:: TEXTO MOSTRADO ::

Me escondo en Dios... Abro mis ojos para Dios... Todo lo que llevo dentro, lo pongo en Dios
(Cipecar).- Y nos parece mentira. ¿Cómo es posible que un torrente de vida se esconda de repente? ¿Cómo es posible que sus ojos, escrutadores asombrados de la vida, se cierren? ¿Cómo es posible que tantos nombres, recogidos por los caminos, se pierdan en el silencio?
Son preguntas que nos hacemos nosotros. En verdad, él tenía claras las respuestas. «Me escondo en Dios… Abro mis ojos para Dios… Todo lo que llevo dentro, lo pongo en Dios», así nos diría. Porque lo dijo y lo repitió siempre que pudo: «Estoy en las manos de Dios… Estoy viviendo en la gratuidad total».
Como una fuente que quiere dar y dar a todos de su agua, le vimos siempre con pausa para saborear en la hondura los remansos de vida que le llegaban segundo a segundo y con prisa para dar todo lo que llevaba dentro al que llamaba a su puerta. Sus manos abiertas seguían recibiendo -¡qué gran apertura la suya para seguir emocionándose!- y seguían dando –¡qué gran capacidad la suya para comunicar!-.

:::
:: FILAS MOSTRADAS ::

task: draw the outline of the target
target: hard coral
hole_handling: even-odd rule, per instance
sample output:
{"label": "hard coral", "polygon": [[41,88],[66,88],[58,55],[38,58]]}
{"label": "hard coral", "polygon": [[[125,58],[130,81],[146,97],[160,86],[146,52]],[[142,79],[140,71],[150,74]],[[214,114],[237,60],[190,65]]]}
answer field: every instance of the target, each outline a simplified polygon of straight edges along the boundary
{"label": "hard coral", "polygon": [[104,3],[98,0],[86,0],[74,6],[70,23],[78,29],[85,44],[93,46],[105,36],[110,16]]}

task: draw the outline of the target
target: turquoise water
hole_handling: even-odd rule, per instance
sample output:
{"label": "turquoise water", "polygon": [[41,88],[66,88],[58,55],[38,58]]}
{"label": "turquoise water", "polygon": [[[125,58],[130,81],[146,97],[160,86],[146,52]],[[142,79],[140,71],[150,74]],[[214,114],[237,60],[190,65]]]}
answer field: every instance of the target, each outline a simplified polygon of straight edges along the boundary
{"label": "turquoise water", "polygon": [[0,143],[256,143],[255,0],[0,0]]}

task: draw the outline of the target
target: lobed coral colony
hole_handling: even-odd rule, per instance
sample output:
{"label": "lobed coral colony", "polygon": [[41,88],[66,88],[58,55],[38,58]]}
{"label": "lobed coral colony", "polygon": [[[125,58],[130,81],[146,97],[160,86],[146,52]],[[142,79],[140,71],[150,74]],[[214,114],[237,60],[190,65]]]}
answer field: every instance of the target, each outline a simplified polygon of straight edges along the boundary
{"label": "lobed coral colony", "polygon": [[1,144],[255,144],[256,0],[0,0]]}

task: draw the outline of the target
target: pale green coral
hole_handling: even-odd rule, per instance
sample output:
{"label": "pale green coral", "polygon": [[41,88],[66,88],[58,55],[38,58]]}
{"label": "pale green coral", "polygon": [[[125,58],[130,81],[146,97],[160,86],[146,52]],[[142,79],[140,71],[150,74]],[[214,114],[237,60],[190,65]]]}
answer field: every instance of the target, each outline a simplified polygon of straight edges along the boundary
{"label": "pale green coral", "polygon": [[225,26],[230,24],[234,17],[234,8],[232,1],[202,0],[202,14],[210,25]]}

:::

LISTA DE TAREAS:
(1) Cita literalmente el fragmento del texto sobre la entrega a Dios desde "Como una fuente" hasta "suya para comunicar!-.", ambos incluidos.
(2) Continúa el texto sobre la entrega a Dios a partir de su última oración.

RESPUESTAS POR APARTADO:
(1)
Como una fuente que quiere dar y dar a todos de su agua, le vimos siempre con pausa para saborear en la hondura los remansos de vida que le llegaban segundo a segundo y con prisa para dar todo lo que llevaba dentro al que llamaba a su puerta. Sus manos abiertas seguían recibiendo -¡qué gran apertura la suya para seguir emocionándose!- y seguían dando –¡qué gran capacidad la suya para comunicar!-.

(2)
¡Cómo le gustaba la vida! Nunca se le aguó la fiesta ni pudieron con él los pesimismos. Como si de un joven reportero se tratara, cada mañana salía en busca de toda noticia -¿cuántas?, ni se sabe-. Todo lo recibido (periódicos, cine, radio, televisión, calle, blog…) lo rumiaba en su interior, tenía buenas claves para hacerlo. Todo lo rumiado, lo estrenaba en la conversación, en el artículo escrito, en el libro nuevo que preparaba para la imprenta, en el diálogo fiel que tenía cada tarde con Cristo, su Amigo por excelencia.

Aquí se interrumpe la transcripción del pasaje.